━━━ Given records ━━━

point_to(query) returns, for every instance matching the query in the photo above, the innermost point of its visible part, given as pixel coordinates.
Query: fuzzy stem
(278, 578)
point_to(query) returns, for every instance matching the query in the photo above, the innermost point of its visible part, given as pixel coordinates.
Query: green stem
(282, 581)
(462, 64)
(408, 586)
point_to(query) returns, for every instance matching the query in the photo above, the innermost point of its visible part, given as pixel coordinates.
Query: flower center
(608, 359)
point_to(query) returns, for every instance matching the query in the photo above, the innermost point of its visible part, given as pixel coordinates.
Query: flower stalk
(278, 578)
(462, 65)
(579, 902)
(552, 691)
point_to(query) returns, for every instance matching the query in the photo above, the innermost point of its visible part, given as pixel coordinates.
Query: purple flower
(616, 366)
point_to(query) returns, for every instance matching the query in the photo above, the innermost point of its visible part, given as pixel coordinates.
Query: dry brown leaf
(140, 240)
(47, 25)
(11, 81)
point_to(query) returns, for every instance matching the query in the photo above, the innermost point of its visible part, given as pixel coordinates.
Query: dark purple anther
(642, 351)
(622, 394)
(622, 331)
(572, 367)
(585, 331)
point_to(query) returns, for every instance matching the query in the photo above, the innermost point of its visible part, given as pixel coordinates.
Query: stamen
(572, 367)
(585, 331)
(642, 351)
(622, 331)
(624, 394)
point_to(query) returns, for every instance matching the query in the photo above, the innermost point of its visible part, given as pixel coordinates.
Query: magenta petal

━━━
━━━ Given records ━━━

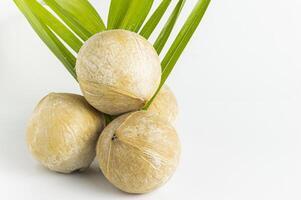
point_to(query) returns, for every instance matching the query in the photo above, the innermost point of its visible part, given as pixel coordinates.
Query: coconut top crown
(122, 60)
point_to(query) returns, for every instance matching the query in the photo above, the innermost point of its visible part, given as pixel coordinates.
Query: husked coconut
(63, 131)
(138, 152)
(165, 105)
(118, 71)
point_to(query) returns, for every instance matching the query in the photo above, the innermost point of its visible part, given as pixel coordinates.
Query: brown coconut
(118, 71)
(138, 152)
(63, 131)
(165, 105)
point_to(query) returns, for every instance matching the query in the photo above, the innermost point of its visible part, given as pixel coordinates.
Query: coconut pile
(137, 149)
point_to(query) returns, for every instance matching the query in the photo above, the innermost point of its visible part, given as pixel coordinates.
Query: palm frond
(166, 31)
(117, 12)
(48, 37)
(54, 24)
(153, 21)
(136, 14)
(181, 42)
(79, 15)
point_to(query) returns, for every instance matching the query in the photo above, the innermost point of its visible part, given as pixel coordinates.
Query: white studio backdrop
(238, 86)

━━━

Return, with no change at all, every line in the entries above from the line containing "Query: dry brown leaf" through the line containing "Query: magenta petal".

## Task response
Query: dry brown leaf
(140, 240)
(47, 25)
(11, 81)
point_to(query) returns, for every instance matching the query in the photo above, the innermost point of its visible part, given as pixel coordinates.
Query: dark purple anther
(642, 351)
(622, 394)
(622, 331)
(572, 367)
(585, 331)
point_to(query) returns, for every instance matching the query in the photo above, the innermost point of its visible part, given as pixel coordinates.
Query: stamen
(572, 367)
(585, 331)
(642, 351)
(622, 331)
(624, 394)
point_to(query) returns, for every instance matching the query in the photo above, the innermost point of its visible part, given as pixel coordinates.
Query: magenta petal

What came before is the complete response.